▶ **The exercise**: Reproduce the part of the material that opens with the line containing "Query: man's eyebrow" and runs through the end of the material, replacing "eyeglass lens" with "spectacle lens" and leaving everything else unchanged.

▶ **Data**:
- - - -

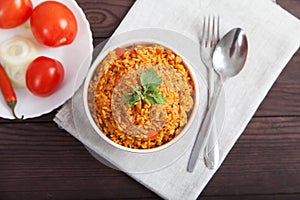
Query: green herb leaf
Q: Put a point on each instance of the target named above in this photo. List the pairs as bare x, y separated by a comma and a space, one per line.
150, 79
131, 99
149, 90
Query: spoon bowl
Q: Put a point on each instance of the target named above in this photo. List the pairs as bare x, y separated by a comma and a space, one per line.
228, 59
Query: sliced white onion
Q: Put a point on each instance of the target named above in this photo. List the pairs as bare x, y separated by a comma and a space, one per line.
15, 56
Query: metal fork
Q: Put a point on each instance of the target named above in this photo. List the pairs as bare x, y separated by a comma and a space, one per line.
208, 41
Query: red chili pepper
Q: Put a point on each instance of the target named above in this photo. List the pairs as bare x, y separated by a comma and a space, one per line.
8, 91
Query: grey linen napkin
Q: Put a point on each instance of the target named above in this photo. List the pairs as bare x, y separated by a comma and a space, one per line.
273, 39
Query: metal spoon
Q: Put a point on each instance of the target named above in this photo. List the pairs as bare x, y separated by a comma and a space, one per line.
222, 56
228, 60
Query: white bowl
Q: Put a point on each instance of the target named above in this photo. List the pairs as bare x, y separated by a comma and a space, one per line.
92, 121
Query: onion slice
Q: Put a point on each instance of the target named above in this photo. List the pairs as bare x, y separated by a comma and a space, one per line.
15, 56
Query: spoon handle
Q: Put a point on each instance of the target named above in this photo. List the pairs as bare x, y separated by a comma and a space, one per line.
205, 129
211, 151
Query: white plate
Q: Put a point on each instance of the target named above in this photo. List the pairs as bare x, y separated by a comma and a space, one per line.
76, 58
131, 162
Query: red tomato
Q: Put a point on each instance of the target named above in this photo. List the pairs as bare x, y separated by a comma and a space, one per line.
14, 12
44, 76
53, 24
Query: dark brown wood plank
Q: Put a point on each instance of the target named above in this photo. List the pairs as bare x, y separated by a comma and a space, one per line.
105, 15
40, 161
264, 161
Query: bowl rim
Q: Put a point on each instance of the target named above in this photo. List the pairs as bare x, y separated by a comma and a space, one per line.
94, 66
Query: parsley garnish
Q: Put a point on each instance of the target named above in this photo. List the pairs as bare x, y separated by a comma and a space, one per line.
148, 91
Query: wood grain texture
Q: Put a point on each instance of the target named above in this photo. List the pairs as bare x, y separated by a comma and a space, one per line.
40, 161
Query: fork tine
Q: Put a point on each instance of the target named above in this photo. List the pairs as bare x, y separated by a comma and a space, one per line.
202, 37
213, 32
218, 28
208, 43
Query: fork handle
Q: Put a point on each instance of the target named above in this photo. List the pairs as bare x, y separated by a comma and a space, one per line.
211, 151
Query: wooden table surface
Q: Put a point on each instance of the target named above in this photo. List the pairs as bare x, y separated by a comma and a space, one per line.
40, 161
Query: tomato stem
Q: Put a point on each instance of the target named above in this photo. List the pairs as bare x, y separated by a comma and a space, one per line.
12, 105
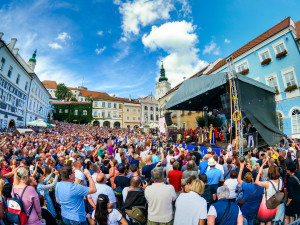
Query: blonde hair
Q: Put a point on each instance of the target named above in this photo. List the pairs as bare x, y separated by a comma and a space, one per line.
197, 186
21, 174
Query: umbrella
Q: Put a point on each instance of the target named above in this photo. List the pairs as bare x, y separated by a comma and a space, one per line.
39, 123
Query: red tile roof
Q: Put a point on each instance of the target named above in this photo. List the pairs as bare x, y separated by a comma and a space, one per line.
269, 33
49, 84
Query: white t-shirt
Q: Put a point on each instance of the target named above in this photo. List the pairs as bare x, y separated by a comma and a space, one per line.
231, 184
190, 208
80, 176
103, 189
160, 197
114, 217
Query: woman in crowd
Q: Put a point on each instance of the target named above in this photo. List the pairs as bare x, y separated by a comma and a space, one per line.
274, 184
104, 215
30, 196
43, 189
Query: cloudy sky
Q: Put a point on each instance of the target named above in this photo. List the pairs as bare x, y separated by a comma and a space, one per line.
117, 46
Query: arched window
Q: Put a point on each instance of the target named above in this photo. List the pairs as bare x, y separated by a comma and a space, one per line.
296, 121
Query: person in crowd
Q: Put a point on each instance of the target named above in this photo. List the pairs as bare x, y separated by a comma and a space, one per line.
29, 196
293, 193
70, 196
104, 215
214, 176
46, 214
224, 212
43, 189
191, 208
272, 185
102, 188
231, 183
160, 198
251, 199
174, 178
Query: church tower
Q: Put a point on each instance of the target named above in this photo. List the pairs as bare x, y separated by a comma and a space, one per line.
162, 86
32, 61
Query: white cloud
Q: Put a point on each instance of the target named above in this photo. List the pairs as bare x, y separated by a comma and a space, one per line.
227, 41
179, 41
100, 32
63, 36
211, 48
55, 45
140, 13
100, 50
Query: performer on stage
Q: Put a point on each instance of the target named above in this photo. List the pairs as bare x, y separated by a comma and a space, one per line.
212, 137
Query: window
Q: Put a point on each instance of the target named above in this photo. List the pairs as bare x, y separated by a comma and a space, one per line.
9, 71
18, 79
242, 67
296, 121
2, 63
26, 86
272, 81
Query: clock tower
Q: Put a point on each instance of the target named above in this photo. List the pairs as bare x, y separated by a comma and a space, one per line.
162, 86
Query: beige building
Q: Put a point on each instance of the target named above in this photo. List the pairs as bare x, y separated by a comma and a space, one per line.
131, 113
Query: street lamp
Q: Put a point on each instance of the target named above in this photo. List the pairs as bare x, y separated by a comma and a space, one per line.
205, 111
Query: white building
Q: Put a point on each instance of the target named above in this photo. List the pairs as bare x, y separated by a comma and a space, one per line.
150, 109
16, 81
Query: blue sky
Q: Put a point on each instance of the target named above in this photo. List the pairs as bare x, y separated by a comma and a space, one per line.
116, 46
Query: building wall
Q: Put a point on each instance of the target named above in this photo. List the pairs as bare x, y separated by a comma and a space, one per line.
278, 67
131, 115
105, 114
13, 96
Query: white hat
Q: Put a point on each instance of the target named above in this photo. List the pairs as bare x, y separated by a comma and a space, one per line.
212, 162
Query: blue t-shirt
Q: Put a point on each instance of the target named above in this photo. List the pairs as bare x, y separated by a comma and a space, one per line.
250, 207
71, 198
203, 167
213, 176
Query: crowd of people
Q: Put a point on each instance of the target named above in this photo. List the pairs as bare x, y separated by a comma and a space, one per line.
79, 174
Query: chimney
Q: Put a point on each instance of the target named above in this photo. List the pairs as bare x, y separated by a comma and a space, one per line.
12, 43
15, 51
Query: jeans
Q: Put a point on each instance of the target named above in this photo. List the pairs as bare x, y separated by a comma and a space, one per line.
72, 222
248, 220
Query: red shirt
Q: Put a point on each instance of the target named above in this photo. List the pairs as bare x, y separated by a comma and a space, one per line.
175, 177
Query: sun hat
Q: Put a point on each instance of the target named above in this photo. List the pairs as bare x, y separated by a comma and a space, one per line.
212, 162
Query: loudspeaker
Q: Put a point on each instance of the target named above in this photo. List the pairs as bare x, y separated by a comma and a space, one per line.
168, 119
225, 100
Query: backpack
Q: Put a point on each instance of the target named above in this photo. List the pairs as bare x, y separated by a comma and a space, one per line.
276, 199
16, 212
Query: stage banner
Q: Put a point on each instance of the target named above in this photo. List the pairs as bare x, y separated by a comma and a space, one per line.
162, 125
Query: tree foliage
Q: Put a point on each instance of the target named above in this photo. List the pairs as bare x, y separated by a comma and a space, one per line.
62, 92
214, 120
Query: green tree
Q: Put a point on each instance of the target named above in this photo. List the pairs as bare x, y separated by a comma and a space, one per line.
62, 92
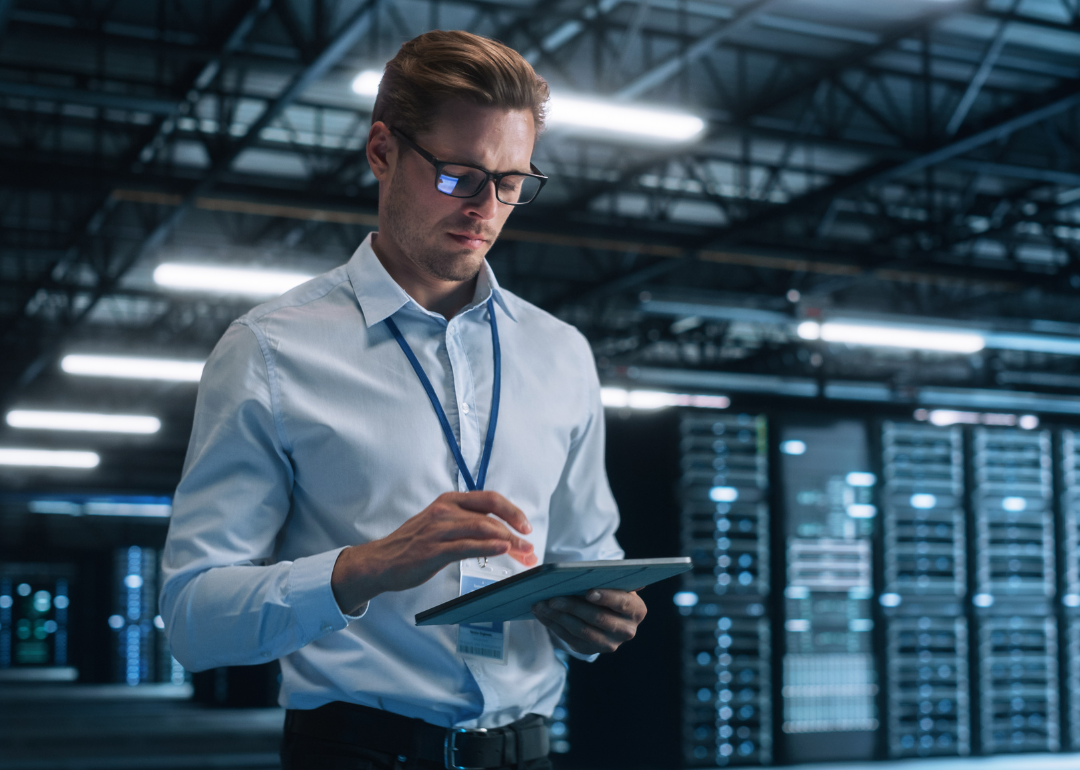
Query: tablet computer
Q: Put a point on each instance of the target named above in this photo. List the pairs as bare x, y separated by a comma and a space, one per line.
512, 598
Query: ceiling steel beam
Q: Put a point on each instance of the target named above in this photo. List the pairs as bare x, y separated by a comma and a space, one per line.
669, 68
90, 98
338, 46
248, 15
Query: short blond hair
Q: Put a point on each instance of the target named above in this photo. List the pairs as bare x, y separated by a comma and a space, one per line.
440, 66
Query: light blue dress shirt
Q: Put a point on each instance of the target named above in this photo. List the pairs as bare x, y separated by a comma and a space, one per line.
312, 433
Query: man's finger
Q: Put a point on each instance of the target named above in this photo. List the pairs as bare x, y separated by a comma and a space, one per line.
470, 526
579, 633
487, 501
457, 550
623, 602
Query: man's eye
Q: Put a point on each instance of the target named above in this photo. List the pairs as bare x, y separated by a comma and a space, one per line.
447, 183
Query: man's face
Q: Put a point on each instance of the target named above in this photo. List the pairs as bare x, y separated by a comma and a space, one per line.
447, 238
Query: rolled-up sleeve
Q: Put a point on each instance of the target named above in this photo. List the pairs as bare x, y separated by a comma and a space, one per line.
223, 602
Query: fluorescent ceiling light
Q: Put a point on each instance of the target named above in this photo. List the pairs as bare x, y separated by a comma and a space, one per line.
48, 458
133, 368
618, 397
592, 116
83, 421
617, 119
210, 278
367, 83
859, 478
893, 336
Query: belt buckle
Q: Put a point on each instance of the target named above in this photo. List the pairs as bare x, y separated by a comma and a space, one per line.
449, 746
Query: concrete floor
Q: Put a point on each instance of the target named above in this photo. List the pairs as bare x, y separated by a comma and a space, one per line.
72, 727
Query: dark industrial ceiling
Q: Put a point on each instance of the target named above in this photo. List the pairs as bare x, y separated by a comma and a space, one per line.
918, 159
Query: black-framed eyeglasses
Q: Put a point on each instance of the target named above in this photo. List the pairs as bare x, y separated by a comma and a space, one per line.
464, 180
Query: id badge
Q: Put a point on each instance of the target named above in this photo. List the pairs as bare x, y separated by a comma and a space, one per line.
485, 640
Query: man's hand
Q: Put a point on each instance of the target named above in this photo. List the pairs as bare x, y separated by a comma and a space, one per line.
454, 527
599, 622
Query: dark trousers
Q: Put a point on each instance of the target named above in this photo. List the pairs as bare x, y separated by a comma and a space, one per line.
307, 753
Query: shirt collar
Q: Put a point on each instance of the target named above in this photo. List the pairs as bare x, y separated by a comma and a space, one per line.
380, 297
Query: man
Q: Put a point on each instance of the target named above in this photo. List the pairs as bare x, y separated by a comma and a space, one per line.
327, 495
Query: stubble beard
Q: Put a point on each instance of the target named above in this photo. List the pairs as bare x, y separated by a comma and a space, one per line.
410, 234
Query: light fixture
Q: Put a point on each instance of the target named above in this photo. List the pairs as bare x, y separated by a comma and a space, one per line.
367, 83
619, 397
723, 494
893, 336
591, 116
862, 511
82, 421
686, 598
619, 120
250, 282
133, 368
859, 478
944, 418
922, 501
48, 458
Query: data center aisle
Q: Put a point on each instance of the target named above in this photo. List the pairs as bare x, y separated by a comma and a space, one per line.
116, 727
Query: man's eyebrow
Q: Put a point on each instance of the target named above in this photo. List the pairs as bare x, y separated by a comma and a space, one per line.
481, 165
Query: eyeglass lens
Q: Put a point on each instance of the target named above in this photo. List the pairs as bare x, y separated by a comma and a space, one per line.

- - - -

▶ **Worked solution**:
Query: man's eyebrow
Q: Put a point on each instance of the target named above in this photo. List the pairs as bare x, y separated by a comma and a space, one per line.
481, 165
Query: spectacle lens
Q: Put a point on each instance of the target named above in this photo. List the pairs as bare x, y separated by a comma and a space, one per line.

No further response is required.